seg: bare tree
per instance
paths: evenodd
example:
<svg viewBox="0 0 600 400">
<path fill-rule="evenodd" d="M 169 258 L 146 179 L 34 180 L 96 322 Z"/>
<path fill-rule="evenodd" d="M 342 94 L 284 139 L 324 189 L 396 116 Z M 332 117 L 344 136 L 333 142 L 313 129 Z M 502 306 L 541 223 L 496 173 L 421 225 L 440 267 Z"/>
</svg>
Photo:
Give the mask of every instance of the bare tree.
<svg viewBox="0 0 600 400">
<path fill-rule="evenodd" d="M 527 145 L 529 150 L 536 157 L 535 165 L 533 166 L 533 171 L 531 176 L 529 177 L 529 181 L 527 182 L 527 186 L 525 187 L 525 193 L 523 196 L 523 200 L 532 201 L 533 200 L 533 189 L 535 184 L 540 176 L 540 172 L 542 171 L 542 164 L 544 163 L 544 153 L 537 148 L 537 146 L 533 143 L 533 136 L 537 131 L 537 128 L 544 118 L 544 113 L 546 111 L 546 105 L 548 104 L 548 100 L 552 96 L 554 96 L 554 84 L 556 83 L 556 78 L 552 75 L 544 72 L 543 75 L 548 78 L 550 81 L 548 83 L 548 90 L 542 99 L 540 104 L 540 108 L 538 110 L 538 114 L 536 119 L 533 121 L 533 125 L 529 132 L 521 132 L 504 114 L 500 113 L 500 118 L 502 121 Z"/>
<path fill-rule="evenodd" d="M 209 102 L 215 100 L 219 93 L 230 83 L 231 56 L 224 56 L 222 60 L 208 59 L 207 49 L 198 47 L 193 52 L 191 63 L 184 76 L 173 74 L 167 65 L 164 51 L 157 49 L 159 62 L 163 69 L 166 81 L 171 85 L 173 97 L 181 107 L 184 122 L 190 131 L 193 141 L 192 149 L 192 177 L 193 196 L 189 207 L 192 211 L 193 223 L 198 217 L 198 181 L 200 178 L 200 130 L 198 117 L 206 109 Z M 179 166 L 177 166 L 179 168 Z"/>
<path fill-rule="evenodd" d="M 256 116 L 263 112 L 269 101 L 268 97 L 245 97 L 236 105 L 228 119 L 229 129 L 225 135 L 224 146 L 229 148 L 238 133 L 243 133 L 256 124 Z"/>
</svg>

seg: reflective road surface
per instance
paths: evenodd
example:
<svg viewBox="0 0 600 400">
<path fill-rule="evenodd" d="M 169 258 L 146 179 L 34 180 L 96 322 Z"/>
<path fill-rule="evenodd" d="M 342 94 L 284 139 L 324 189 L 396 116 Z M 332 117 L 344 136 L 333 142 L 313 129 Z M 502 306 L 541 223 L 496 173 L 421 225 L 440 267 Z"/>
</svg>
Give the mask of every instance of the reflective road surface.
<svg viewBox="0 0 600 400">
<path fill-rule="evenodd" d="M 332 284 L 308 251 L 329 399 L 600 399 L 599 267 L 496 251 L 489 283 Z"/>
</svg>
====
_What you need to do_
Set down each record above without changing a single word.

_Your response_
seg: bare tree
per instance
paths: evenodd
example:
<svg viewBox="0 0 600 400">
<path fill-rule="evenodd" d="M 169 258 L 146 179 L 34 180 L 96 322 Z"/>
<path fill-rule="evenodd" d="M 342 94 L 284 139 L 324 189 L 396 116 Z M 332 117 L 344 136 L 333 142 L 313 129 Z M 502 306 L 541 223 L 496 173 L 421 225 L 440 267 Z"/>
</svg>
Photo:
Give the mask of every instance of the bare tree.
<svg viewBox="0 0 600 400">
<path fill-rule="evenodd" d="M 527 145 L 529 150 L 536 157 L 535 165 L 533 166 L 533 171 L 531 176 L 529 177 L 529 181 L 527 182 L 527 186 L 525 187 L 525 193 L 523 196 L 523 200 L 532 201 L 533 200 L 533 189 L 535 184 L 540 176 L 540 172 L 542 171 L 542 164 L 544 163 L 544 153 L 537 148 L 537 146 L 533 143 L 533 136 L 537 131 L 537 128 L 544 118 L 544 113 L 546 111 L 546 105 L 548 104 L 548 100 L 552 96 L 554 96 L 554 84 L 556 83 L 556 78 L 552 75 L 544 72 L 543 75 L 548 78 L 550 81 L 548 83 L 548 90 L 542 99 L 540 104 L 540 108 L 538 110 L 538 114 L 536 119 L 533 121 L 533 125 L 529 132 L 521 132 L 504 114 L 500 113 L 500 118 L 502 121 Z"/>
<path fill-rule="evenodd" d="M 209 102 L 215 100 L 219 93 L 230 83 L 231 56 L 224 56 L 222 60 L 208 59 L 207 49 L 198 47 L 193 52 L 191 63 L 184 76 L 173 74 L 167 65 L 164 51 L 157 49 L 159 62 L 163 69 L 166 81 L 171 85 L 173 97 L 181 107 L 184 122 L 190 131 L 193 141 L 192 149 L 192 177 L 193 196 L 189 207 L 192 211 L 193 223 L 198 217 L 198 181 L 200 178 L 200 130 L 198 117 L 206 109 Z M 179 166 L 177 166 L 179 168 Z"/>
<path fill-rule="evenodd" d="M 256 116 L 263 112 L 269 101 L 268 97 L 245 97 L 236 105 L 228 119 L 229 129 L 225 135 L 224 146 L 229 148 L 238 133 L 243 133 L 256 124 Z"/>
</svg>

seg: reflective road surface
per instance
paths: evenodd
example:
<svg viewBox="0 0 600 400">
<path fill-rule="evenodd" d="M 169 258 L 146 179 L 34 180 L 96 322 Z"/>
<path fill-rule="evenodd" d="M 342 94 L 284 139 L 324 189 L 396 116 Z M 332 117 L 344 136 L 333 142 L 313 129 Z M 502 306 L 541 223 L 496 173 L 421 225 L 440 267 Z"/>
</svg>
Give the mask of every instance of the reflective road surface.
<svg viewBox="0 0 600 400">
<path fill-rule="evenodd" d="M 332 284 L 308 251 L 329 399 L 600 399 L 599 267 L 496 251 L 489 283 Z"/>
</svg>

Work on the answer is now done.